## BEGIN

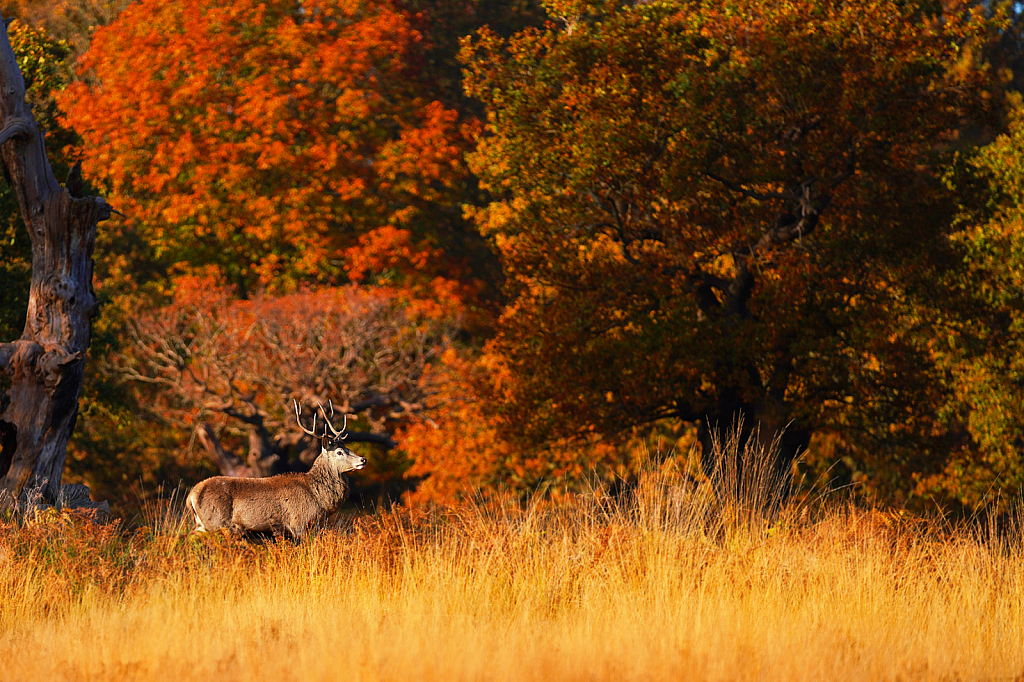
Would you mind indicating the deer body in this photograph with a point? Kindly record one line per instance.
(288, 503)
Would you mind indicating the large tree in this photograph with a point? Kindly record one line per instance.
(41, 373)
(263, 137)
(722, 210)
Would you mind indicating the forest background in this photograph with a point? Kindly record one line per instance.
(529, 244)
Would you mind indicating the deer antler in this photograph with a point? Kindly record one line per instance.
(327, 419)
(298, 419)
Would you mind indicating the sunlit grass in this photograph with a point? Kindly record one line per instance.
(674, 582)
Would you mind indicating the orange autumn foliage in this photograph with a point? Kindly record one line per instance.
(261, 137)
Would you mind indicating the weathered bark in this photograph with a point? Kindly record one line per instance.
(45, 367)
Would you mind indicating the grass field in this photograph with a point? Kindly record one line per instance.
(675, 582)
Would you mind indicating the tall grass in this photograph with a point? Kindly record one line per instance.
(677, 580)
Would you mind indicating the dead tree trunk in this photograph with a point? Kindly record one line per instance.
(41, 373)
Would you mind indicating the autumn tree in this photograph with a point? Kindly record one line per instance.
(45, 66)
(715, 210)
(978, 329)
(261, 138)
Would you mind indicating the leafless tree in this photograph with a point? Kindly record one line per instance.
(41, 373)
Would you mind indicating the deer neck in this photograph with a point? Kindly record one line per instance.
(327, 482)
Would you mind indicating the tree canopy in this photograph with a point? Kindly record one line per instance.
(708, 210)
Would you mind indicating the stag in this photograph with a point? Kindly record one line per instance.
(288, 503)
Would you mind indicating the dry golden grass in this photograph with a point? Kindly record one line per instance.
(674, 583)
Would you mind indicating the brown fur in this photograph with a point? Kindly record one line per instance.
(287, 503)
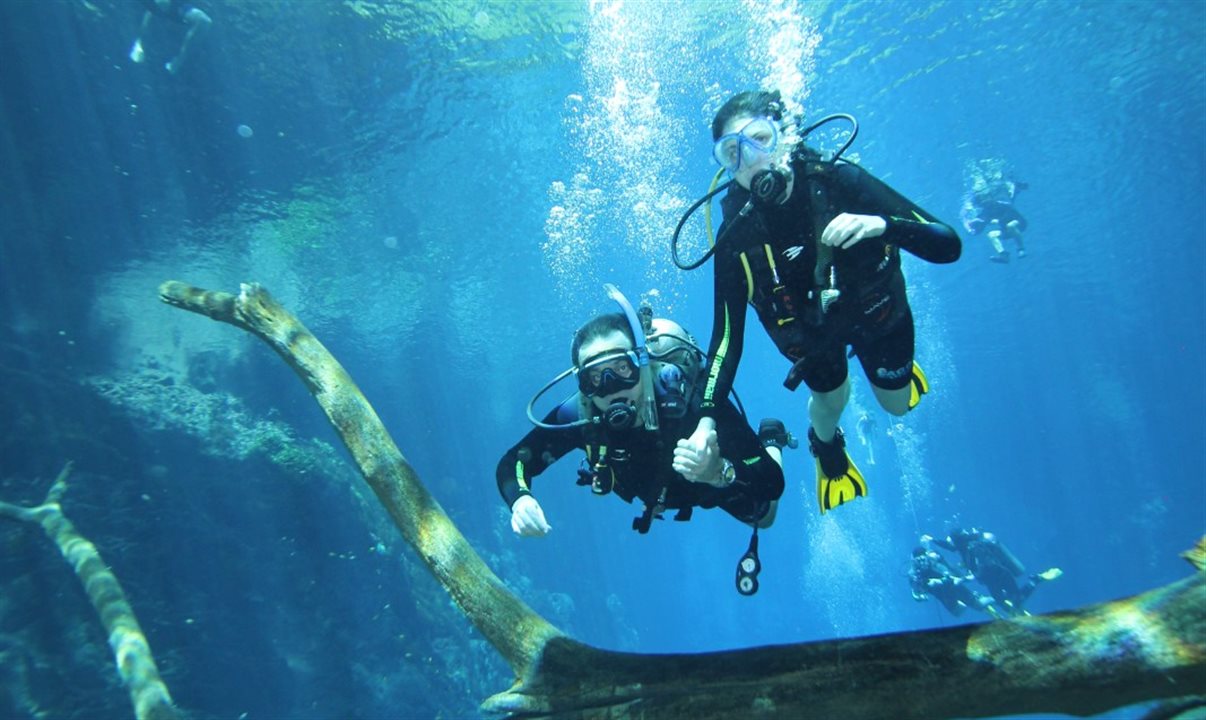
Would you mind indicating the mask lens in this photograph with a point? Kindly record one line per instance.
(608, 375)
(757, 135)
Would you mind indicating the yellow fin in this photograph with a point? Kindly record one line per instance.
(1196, 555)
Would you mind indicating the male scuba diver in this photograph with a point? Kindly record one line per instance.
(637, 398)
(814, 246)
(989, 208)
(994, 566)
(929, 575)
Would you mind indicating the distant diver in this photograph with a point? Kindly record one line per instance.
(193, 18)
(994, 567)
(638, 385)
(814, 245)
(989, 208)
(930, 575)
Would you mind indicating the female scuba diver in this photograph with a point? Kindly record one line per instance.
(813, 246)
(636, 403)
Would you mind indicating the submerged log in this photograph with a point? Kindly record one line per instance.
(1081, 662)
(135, 663)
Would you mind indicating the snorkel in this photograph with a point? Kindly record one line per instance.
(648, 409)
(767, 187)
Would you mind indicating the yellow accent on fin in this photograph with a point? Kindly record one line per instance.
(919, 385)
(832, 492)
(749, 279)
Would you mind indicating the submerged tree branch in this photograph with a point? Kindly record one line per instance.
(1082, 662)
(129, 645)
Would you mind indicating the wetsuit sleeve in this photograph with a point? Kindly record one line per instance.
(908, 227)
(531, 456)
(757, 475)
(727, 331)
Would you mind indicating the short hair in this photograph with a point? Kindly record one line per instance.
(750, 103)
(597, 327)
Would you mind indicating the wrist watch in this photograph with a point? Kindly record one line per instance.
(727, 473)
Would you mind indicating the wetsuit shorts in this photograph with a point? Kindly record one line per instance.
(887, 359)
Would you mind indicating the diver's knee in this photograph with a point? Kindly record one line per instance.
(197, 16)
(894, 402)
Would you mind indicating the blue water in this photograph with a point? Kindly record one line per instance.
(439, 192)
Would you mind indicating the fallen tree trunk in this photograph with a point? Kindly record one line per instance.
(135, 663)
(1081, 662)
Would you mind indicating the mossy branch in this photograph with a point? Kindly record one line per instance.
(1081, 662)
(135, 665)
(516, 631)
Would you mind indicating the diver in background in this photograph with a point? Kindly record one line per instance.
(631, 419)
(814, 246)
(866, 431)
(989, 208)
(994, 567)
(177, 12)
(930, 575)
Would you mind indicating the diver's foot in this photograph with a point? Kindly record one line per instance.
(1049, 574)
(832, 457)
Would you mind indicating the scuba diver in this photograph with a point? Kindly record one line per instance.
(637, 399)
(994, 567)
(177, 12)
(866, 429)
(930, 575)
(815, 247)
(989, 208)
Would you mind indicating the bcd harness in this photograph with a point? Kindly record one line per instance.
(831, 302)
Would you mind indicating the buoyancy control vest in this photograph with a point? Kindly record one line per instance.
(677, 364)
(803, 292)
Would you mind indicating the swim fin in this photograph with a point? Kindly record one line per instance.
(837, 478)
(919, 385)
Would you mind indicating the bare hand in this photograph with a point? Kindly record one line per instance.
(527, 517)
(848, 229)
(697, 457)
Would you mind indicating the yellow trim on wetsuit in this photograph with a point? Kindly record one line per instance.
(709, 388)
(770, 261)
(749, 279)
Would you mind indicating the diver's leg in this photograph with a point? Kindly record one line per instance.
(767, 519)
(136, 53)
(888, 363)
(825, 410)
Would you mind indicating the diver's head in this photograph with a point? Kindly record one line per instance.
(607, 368)
(745, 134)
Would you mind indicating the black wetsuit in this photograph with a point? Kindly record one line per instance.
(950, 590)
(637, 464)
(777, 247)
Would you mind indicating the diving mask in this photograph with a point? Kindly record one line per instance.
(760, 135)
(609, 374)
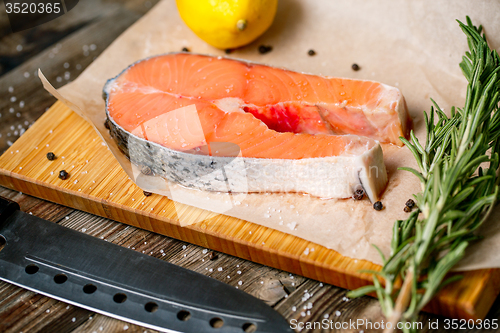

## END

Problem requirements:
Repeat all of the lines above word for word, leaving out the pictures.

Written solution:
Would you mind indicating the deer body in this photograph with a point? Kindly record one line per instance.
(288, 503)
Would you mind indicating the large tree in this photograph with a point? Kindly record one line per instance.
(41, 373)
(263, 137)
(722, 210)
Would you mind indicating the forest background in this photograph with a point? Kindly record one line per instance.
(529, 244)
Would you mind indicating the deer antler in this photograph with a point? Kindly record one line per instance.
(327, 419)
(298, 419)
Would you mind indicating the sunlit grass in this photograph with a point? Kindly record one line per instance.
(674, 582)
Would you mind indicating the orange autumn foliage in this photograph with a point? Kindly record one line per instance.
(261, 137)
Would you mind indicating the weathered bark in this photograph with a point? Kindly record one line per instance.
(45, 367)
Would you mind indicating the grass field in this photograph with a point? Kindly record one line per instance.
(675, 582)
Would you mind indicating the tall grass in this photograph with a point? Kindly record one line per instance.
(677, 580)
Would you mind indicating the dead tree trunk in this photograph with a point? Kindly record one line per instance.
(41, 373)
Would you mind indicating the autumn tree in this photograph with a point? Kindly record one line per instance.
(45, 66)
(715, 210)
(978, 329)
(261, 138)
Would you mind indicating the leafless tree in this photograph with a point? Kindly record one line per instance.
(41, 373)
Would you mind indicating the deer neck in this photograph with a point? Kindly record one line per instance.
(327, 482)
Would you mind indicating the tree canopy in this photograph with a point? Kindly record one line per instance.
(708, 210)
Would you mind indicating the stag in this photograph with a point? Kindly record one line per instance.
(288, 503)
Would you mind indicating the dry golden grass in this photograph with a point? Kindly record one line per instance.
(674, 583)
Would you mind indicating the brown fur in this photograph with a point? Kindly record one line per instance.
(287, 503)
Would you mind indicating the mask lens in this photograph with a point? Kindly record one line per instance.
(608, 375)
(757, 135)
Would you mind indicating the yellow fin in this photograph with a point? Kindly record one line per instance.
(1196, 555)
Would you mind indicating the male scuba diver in this photograph with a point? Kindly record one line per instance.
(637, 398)
(814, 246)
(989, 208)
(994, 566)
(929, 575)
Would you mind indicating the distant diver in this photograph with a point? Kindly record one line per instance.
(193, 18)
(994, 567)
(638, 385)
(814, 245)
(989, 208)
(930, 575)
Would you mind indicating the female scuba diver in this photograph with a point? Kindly record one line per instance.
(813, 246)
(636, 403)
Would you mind indicating the submerged log in this photograph with a point? Kindly record one line per instance.
(1081, 662)
(135, 663)
Would you mind indicating the snorkel in this photograph with a point? Kindly record one line per instance.
(648, 409)
(767, 187)
Would you mind indicating the yellow accent on fin in this photograph with a point? Kindly record one line per instance.
(919, 385)
(832, 492)
(749, 279)
Would you mind indicating the submerged tree branch in this photograph with a point? Kindly record one line per instance.
(1082, 662)
(129, 645)
Would you mind indicating the wetsuit sleeve in this photograph with a point? Kindly record one line per instance.
(908, 227)
(531, 456)
(757, 475)
(727, 331)
Would you mind indicating the short hair in this photograph with a point? Kindly record one line per instance.
(750, 103)
(597, 327)
Would you mind indicating the wrist watch in this photograph with a point? Kindly record one line per instance.
(727, 473)
Would you mind indicating the wetsuit shorts in this photograph with a point? Kindly record one line per instance.
(887, 359)
Would you mind indicating the diver's knee in this photograph with a point? Kindly record one line per instance.
(197, 16)
(894, 402)
Would you mind indicating the blue water in this photograph with a point? Kindly record one line per instance.
(439, 192)
Would you mind indicating the fallen tree trunk in this photograph with a point? Kindly record one line per instance.
(135, 663)
(1081, 662)
Would you mind indicating the mossy branch in this photograph with a point? Kindly record one line per instance.
(1081, 662)
(135, 665)
(516, 631)
Would you mind indicating the diver in background in this photograph with a point? Kindly record one line per instance.
(631, 419)
(814, 246)
(866, 431)
(989, 208)
(994, 567)
(177, 12)
(930, 575)
Would you mind indicating the diver's foot in this photograph with a point? Kindly record one line per instance.
(1049, 574)
(832, 457)
Would you mind indicating the scuba diver in this photograph with a point? Kindly record one line per instance.
(637, 399)
(994, 567)
(177, 12)
(866, 429)
(930, 575)
(815, 247)
(989, 208)
Would you mind indicating the bcd harness in this photograph with a point? Kindly record one line per instance.
(831, 302)
Would you mind indicating the buoyancy control vest in this photograph with a point? Kindly record one line per instance.
(677, 364)
(803, 292)
Would you mind indicating the swim fin in this photograph with a point? Kindly record one line per instance.
(837, 478)
(919, 385)
Would you mind indicating the bare hand in this photograph with a point? Kindly record one line per instance.
(527, 517)
(848, 229)
(697, 457)
Would you mind indicating the yellow trim on wetsuit in this photograph with a point? Kindly record one line per instance.
(709, 388)
(770, 261)
(749, 279)
Would you mind indicating the diver's leg in this photograph with a point? Kindly record one line per instance.
(767, 519)
(136, 53)
(888, 363)
(825, 410)
Would you mind indicating the diver's head in this photograph with a point? Kindly record one line per instance.
(607, 368)
(745, 134)
Would you mind indicating the black wetsuit in this photograph with a point? Kindly record one line per instance.
(950, 590)
(637, 464)
(777, 247)
Would you mind indicating the diving mask in this photograph with a point? Kindly record one line per instance.
(760, 135)
(609, 374)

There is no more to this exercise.